STATED PROBLEM A:
Retype, in the records below, every line from the one containing "Note: we are tagging the gray" down to the one containing "[(112, 984)]", both of those lines included.

— BEGIN EXTRACT —

Each sequence.index file is accompanied by two types of statistics files ( stats.cvs
and .stats)

Each YYYMMDD_sequence.index.stats files contains summary information about
Study/Population/Center/Sample coverage statistics for the sequence data
listed in that particular file.
eg.20101123.sequence.index.stats

.stats files contains sequencing strategy names (exome,low_coverage) contain
a subset of the summary information contained in the YYYMMDD_sequence.index.stats
relating to exome/low_coverage data only.


eg.
20101123.sequence.index.exome.stats
20101123.sequence.index.low_coverage.stats

.cvs statistics files give the incremental changes that 
have occured for Population,Center and Sequencing platform from the 
sequence index files linked to the dates listed at the beginning of the file names.

— END EXTRACT —
— BEGIN TASK INPUT —

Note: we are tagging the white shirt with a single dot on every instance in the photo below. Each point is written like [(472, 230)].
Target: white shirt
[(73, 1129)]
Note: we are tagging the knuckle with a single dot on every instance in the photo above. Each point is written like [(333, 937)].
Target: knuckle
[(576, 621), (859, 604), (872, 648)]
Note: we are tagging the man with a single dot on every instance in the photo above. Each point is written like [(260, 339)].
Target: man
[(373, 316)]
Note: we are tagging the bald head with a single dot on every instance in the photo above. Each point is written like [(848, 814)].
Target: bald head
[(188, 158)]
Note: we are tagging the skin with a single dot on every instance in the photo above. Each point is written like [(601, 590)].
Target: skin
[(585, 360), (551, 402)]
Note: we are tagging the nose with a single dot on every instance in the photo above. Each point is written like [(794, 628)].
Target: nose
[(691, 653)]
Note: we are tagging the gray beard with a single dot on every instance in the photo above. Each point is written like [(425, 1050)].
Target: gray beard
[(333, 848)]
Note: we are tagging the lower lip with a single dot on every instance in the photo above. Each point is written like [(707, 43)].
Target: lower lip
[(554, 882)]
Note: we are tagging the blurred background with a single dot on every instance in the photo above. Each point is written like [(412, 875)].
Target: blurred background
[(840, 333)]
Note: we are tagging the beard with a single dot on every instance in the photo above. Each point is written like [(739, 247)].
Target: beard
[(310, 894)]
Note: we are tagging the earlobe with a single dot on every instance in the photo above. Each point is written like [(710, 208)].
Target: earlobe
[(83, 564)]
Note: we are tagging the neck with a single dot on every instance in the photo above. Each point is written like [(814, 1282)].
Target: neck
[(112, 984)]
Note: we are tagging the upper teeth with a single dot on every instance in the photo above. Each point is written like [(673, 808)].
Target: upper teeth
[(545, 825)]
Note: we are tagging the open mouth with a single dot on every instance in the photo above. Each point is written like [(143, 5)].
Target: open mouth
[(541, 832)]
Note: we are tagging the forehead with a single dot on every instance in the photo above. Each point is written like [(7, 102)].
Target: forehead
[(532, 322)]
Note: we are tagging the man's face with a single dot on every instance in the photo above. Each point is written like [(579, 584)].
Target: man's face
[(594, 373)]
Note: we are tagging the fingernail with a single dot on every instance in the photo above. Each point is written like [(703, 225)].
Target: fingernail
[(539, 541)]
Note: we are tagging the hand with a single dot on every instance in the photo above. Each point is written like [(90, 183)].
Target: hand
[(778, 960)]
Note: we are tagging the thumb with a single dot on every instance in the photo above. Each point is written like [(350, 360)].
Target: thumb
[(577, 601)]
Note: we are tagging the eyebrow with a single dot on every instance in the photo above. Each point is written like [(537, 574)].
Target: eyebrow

— END TASK INPUT —

STATED PROBLEM B:
State whether each of the following statements agrees with the extract on statistics files, answering yes or no and quoting the deciding words of the extract. (i) Each sequence.index file is accompanied by two types of statistics files. (ii) The .cvs statistics files give coverage statistics for exome data only. (iii) The .stats files named for a sequencing strategy hold only part of the summary information in the YYYMMDD_sequence.index.stats file.

TASK RESPONSE A:
Note: we are tagging the gray beard with a single dot on every instance in the photo above. Each point is written like [(425, 1050)].
Target: gray beard
[(333, 848)]
Note: we are tagging the lower lip with a single dot on every instance in the photo above. Each point is written like [(707, 43)].
Target: lower lip
[(554, 882)]
Note: we are tagging the blurred background with a single dot on every instance in the photo above. Each point is written like [(412, 875)].
Target: blurred background
[(840, 333)]
Note: we are tagging the beard with a single dot on every instance in the photo above. Each point is written like [(739, 247)].
Target: beard
[(310, 894)]
Note: we are tagging the earlobe with a single dot on every instance in the photo above. Each point is written like [(710, 208)].
Target: earlobe
[(83, 564)]
Note: we are tagging the neck with a single dot on every instance in the photo above. Each point is written like [(814, 1282)].
Target: neck
[(112, 984)]

TASK RESPONSE B:
(i) Yes: "Each sequence.index file is accompanied by two types of statistics files"
(ii) No: "give the incremental changes"
(iii) Yes: "a subset of the summary information"